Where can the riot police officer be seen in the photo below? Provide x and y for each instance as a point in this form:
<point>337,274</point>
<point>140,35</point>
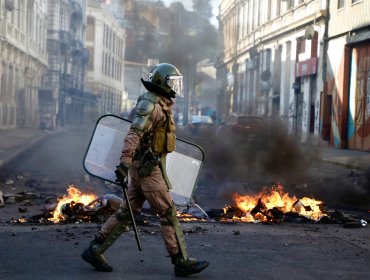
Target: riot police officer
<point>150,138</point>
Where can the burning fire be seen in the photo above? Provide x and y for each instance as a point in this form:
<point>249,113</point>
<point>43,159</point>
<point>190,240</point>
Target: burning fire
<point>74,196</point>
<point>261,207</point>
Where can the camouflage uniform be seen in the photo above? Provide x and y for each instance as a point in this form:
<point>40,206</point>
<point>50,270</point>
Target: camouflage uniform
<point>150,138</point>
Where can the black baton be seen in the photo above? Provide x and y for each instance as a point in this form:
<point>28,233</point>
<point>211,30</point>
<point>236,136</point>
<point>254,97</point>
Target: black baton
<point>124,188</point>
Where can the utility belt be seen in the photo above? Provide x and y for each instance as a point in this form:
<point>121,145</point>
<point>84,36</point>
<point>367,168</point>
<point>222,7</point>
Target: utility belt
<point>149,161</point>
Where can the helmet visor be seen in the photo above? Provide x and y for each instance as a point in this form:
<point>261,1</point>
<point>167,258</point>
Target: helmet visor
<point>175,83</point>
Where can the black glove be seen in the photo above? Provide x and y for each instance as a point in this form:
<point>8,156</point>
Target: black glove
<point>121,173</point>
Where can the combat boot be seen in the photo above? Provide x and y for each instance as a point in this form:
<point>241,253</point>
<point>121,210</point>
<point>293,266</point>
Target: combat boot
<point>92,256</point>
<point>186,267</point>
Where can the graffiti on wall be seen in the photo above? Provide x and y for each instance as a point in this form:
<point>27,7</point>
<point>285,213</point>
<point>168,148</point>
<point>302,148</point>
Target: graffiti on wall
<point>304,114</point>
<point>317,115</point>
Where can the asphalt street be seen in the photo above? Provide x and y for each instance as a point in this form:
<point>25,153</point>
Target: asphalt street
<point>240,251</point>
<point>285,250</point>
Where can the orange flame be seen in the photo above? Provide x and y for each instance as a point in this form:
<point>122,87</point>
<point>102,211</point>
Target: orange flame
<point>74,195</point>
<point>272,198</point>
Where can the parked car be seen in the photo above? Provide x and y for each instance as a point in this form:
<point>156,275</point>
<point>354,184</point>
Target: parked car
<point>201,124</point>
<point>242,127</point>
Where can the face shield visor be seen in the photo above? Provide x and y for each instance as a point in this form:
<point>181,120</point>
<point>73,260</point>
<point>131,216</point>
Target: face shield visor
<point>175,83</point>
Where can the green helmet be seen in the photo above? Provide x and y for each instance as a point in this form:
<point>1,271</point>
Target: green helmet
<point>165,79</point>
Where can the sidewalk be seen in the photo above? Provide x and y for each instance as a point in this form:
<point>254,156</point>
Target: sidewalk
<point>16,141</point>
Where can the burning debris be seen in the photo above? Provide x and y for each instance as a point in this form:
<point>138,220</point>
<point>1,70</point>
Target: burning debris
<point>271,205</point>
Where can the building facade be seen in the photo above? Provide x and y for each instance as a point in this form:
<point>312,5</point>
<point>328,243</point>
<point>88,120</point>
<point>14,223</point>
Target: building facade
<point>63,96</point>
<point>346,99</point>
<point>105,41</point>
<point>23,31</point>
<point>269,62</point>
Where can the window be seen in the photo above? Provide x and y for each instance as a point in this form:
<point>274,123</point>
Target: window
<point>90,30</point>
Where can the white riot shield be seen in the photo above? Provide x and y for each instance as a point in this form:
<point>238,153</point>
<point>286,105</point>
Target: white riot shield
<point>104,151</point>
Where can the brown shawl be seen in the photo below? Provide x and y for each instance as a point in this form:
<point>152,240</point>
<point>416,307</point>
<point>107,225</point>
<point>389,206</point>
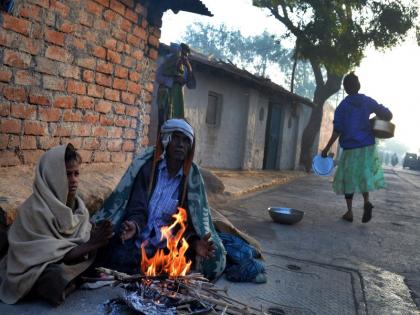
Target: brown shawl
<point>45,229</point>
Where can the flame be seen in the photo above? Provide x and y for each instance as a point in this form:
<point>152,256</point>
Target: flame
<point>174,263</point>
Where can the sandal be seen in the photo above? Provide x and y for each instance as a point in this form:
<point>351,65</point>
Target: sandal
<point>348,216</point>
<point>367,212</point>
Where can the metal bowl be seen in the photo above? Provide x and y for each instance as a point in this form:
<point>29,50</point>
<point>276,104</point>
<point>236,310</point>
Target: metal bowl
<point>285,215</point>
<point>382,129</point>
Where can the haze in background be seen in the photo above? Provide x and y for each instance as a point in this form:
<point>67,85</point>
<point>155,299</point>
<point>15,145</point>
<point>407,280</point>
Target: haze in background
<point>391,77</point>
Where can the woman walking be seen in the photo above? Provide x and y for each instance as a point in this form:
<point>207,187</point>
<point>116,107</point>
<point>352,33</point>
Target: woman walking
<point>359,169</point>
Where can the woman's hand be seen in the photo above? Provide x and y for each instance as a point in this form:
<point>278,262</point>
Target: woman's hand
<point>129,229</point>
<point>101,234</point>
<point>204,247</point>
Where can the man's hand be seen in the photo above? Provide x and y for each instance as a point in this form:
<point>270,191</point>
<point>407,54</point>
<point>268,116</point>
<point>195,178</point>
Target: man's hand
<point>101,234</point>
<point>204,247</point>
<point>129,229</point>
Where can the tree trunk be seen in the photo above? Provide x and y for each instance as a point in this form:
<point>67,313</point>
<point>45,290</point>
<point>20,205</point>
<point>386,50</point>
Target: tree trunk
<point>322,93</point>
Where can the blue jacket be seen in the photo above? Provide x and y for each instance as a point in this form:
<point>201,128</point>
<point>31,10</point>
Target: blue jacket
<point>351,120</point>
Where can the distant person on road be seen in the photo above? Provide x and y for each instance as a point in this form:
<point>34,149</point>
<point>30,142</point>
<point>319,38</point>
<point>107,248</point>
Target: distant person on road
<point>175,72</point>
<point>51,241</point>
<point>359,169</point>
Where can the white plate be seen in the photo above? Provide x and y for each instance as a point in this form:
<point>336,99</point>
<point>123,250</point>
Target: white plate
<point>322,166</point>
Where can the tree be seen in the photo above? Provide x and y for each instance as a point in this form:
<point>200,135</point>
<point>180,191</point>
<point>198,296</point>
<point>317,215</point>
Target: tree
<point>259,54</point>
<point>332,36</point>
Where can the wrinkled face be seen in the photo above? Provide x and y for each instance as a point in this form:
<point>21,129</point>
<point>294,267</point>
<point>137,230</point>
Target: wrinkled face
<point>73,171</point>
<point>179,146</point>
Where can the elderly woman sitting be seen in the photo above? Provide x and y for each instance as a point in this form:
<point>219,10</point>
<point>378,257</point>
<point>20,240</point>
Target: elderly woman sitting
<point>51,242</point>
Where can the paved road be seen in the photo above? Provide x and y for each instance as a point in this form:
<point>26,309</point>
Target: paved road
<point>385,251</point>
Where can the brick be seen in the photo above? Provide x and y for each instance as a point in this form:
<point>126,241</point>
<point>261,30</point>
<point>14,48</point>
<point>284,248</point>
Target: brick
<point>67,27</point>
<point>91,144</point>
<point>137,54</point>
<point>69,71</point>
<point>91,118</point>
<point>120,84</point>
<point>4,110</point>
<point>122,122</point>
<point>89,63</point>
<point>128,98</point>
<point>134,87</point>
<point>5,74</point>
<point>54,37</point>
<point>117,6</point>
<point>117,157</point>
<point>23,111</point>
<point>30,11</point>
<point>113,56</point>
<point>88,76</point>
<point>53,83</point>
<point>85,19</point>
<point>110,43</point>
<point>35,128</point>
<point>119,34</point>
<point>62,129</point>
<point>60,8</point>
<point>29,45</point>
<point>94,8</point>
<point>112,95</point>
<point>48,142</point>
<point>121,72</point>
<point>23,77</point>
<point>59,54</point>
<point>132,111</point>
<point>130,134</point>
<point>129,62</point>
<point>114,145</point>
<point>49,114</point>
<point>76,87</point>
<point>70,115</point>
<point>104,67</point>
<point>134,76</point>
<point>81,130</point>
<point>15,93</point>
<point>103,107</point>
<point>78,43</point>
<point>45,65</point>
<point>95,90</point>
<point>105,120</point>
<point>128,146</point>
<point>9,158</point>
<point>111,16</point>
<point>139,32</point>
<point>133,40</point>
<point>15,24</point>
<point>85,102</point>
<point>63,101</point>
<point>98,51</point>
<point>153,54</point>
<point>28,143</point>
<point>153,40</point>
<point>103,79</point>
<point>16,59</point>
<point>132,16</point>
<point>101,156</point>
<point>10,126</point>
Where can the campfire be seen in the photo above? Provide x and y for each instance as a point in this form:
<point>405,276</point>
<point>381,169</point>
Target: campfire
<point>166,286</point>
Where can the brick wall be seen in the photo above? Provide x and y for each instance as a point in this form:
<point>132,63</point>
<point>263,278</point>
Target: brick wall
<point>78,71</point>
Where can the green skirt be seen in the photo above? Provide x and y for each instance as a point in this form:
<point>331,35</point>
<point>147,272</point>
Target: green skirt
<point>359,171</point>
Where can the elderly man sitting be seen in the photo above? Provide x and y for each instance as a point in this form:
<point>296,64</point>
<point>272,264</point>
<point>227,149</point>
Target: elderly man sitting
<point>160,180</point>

########

### AIM OF THE EXERCISE
Reproduce only the lines from the one containing "Where can the white plate" through the one containing "<point>385,251</point>", both included, keeping the requests and their sample points as they are. Scale every answer coordinate by 1.8 and round each to a whole number, with halves rounding up.

### ANSWER TO THE PROBLEM
Where can the white plate be seen in the photo above? Provide x and y for each instance as a point in this form:
<point>336,99</point>
<point>123,250</point>
Target: white plate
<point>580,299</point>
Where can the tree be seen in the photo above? Provide x and y for each instance as a point in this form:
<point>200,135</point>
<point>180,191</point>
<point>198,296</point>
<point>317,215</point>
Target: tree
<point>466,97</point>
<point>598,65</point>
Where can the wrinkled face be seen in the photo above? Provide x and y for each instance as a point in this form:
<point>21,129</point>
<point>294,267</point>
<point>137,230</point>
Target: wrinkled face
<point>131,308</point>
<point>322,263</point>
Where can the elderly woman sitting be seen in the photo above? Provide x and y for each instance as a point in this form:
<point>219,10</point>
<point>378,257</point>
<point>20,240</point>
Target: elderly woman sitting
<point>92,436</point>
Where can the paved road be seen in the photo above? Provide x and y for each instance as a point in this form:
<point>26,309</point>
Target: paved road
<point>693,452</point>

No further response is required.